── Text provided

# New from Vox, the AC15C2 Twin



## zurn (Oct 21, 2009)

I'm a big fan of Vox amps, this one is interesting. I love my AC30 but I can't really use it without my attenuator so an AC15 with two 12" is a great idea.

http://www.guitarworld.com/vox-delivers-new-addition-ac-custom-series-ac15c2-twin


----------



## blam (Feb 18, 2011)

I cant even use my ac15 without an attenuator.... lol


----------



## b-nads (Apr 9, 2010)

Exactly - it's a cool option for someone looking specifically for the AC15 platform, but I can't imagine a 15twin being THAT much more volume friendly than a 30 single or twin. Very cool though.


----------



## sulphur (Jun 2, 2011)

Cool amp.

Ya my Maz 18 is loud as heck, don't have the attenuator yet though.

I like the idea of the extra handles on the little beast.


----------



## zurn (Oct 21, 2009)

Lol well at least this has a master volume, my AC30 doesn't


----------



## al3d (Oct 3, 2007)

Wonder where it's made?....Vox seems to have all them made in China now a days..!


----------



## zurn (Oct 21, 2009)

────

#### [Given exercise 1]
Reproduce the passage of the Vox AC15C2 Twin thread from "## b-nads (Apr" up to and including "Very cool though.".
#### [Given exercise 2]
Write the next part of the Vox AC15C2 Twin thread, picking up after its final line.

── Data

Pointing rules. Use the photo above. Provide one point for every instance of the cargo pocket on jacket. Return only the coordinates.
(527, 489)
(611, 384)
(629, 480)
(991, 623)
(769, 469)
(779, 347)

────

#### [Result 1]
## b-nads (Apr 9, 2010)

Exactly - it's a cool option for someone looking specifically for the AC15 platform, but I can't imagine a 15twin being THAT much more volume friendly than a 30 single or twin. Very cool though.

#### [Result 2]
Yeah probably made in China like my AC30, still sounds sweet though. But hey, if you think about it, even if your amps / pedals etc are designed in the US/Canada, how many parts are really made there? Probably most resistors, transistors, tubes etc are made elsewhere.. so are you really buying something made in Canada or just assembled in Canada


----------



## al3d (Oct 3, 2007)

zurn said:


> Yeah probably made in China like my AC30, still sounds sweet though. But hey, if you think about it, even if your amps / pedals etc are designed in the US/Canada, how many parts are really made there? Probably most resistors, transistors, tubes etc are made elsewhere.. so are you really buying something made in Canada or just assembled in Canada


that is VERY true.


----------



## blam (Feb 18, 2011)

even the handwired series by Vox are made in china these days.

pretty disappointing if you ask me. especially for the 3x price difference.


----------



## sulphur (Jun 2, 2011)

The handwired series are MIC? Wow.

Even at $1100 for a 15 watter, it seems that you wouldn't be far off buying an
"assembled in North America" amp. 

If Vox is your thing though...


----------



## zurn (Oct 21, 2009)

sulphur said:


> The handwired series are MIC? Wow..


Designed in the UK but assembled in China or Vietnam I think. Still is nice work though...


----------



## sulphur (Jun 2, 2011)

That is nice and neat!


----------



## iblastoff (May 14, 2011)

i had a vox handwired head made in china. sounded great but ultimately i was just fine with my vox ac30cch head.


----------



## Robert1950 (Jan 21, 2006)

If someone was using a two amp system, an AC15C2 cranked for overdrive and an AC30C2 for clean might work.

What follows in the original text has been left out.